_WRITTEN PROBLEM_
Pull out each line of the records below that contains the string "vertices", matching case exactly.

Saved data entries:
+++++

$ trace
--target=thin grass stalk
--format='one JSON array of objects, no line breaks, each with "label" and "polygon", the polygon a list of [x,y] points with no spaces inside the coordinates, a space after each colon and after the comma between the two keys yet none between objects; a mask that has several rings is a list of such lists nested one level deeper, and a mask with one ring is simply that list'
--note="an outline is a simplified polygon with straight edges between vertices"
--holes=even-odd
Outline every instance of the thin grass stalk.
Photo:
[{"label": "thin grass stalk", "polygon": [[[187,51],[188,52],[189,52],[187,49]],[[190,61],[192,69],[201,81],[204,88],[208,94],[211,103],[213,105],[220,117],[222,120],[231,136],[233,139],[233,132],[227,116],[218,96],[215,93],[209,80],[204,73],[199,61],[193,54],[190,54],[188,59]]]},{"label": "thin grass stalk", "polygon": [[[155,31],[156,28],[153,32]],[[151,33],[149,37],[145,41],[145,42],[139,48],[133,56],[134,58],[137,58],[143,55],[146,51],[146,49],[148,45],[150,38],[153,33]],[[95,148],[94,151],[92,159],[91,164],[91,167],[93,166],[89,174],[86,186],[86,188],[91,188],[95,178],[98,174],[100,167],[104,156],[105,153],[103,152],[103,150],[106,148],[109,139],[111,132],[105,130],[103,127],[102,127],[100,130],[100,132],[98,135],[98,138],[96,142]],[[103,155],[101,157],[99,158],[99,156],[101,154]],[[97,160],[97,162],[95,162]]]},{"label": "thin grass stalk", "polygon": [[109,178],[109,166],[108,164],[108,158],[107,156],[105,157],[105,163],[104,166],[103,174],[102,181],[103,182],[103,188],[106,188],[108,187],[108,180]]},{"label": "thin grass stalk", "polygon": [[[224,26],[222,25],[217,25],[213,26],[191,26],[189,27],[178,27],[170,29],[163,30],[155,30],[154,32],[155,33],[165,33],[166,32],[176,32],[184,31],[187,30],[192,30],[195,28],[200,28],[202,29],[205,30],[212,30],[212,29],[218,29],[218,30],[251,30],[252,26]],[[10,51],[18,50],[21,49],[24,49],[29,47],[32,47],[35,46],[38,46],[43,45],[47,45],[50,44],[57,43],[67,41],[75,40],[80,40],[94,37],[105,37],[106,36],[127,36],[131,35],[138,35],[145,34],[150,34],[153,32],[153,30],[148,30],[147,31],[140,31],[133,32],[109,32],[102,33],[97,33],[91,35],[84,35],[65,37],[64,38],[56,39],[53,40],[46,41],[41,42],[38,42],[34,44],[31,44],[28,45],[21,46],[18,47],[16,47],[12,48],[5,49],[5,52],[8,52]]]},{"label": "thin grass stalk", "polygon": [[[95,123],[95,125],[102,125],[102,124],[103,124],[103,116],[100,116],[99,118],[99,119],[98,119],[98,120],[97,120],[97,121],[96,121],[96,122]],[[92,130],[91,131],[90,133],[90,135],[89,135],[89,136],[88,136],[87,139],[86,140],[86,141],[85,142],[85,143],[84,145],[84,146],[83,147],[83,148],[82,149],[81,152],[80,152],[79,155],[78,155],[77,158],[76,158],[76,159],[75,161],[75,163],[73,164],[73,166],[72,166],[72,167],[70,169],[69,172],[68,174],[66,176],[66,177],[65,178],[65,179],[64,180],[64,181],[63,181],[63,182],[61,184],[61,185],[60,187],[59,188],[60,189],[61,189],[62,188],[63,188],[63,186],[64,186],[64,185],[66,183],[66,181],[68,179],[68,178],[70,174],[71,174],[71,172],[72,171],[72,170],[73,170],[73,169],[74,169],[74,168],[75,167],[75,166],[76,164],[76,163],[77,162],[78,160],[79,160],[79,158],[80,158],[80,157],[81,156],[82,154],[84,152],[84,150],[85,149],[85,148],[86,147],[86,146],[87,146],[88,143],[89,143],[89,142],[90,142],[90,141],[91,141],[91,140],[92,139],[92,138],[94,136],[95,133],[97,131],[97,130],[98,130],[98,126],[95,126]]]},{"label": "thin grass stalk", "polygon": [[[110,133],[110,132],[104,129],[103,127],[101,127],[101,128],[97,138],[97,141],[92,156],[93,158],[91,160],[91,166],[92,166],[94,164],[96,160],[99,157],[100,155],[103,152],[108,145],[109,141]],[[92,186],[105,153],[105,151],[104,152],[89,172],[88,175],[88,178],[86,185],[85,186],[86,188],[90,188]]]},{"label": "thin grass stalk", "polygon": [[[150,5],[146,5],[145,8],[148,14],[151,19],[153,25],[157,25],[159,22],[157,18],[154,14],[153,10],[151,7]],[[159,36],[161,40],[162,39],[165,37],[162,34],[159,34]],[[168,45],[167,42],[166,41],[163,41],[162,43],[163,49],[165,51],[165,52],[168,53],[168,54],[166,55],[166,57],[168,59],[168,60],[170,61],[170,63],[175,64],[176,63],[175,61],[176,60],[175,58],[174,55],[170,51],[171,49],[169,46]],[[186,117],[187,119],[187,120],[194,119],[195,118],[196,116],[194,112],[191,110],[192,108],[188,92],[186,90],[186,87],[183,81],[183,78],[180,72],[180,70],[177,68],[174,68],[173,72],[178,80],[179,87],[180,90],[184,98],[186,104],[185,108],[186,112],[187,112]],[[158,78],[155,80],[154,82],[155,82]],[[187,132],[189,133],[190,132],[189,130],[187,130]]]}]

+++++

_RESULT OF THIS TASK_
--note="an outline is a simplified polygon with straight edges between vertices"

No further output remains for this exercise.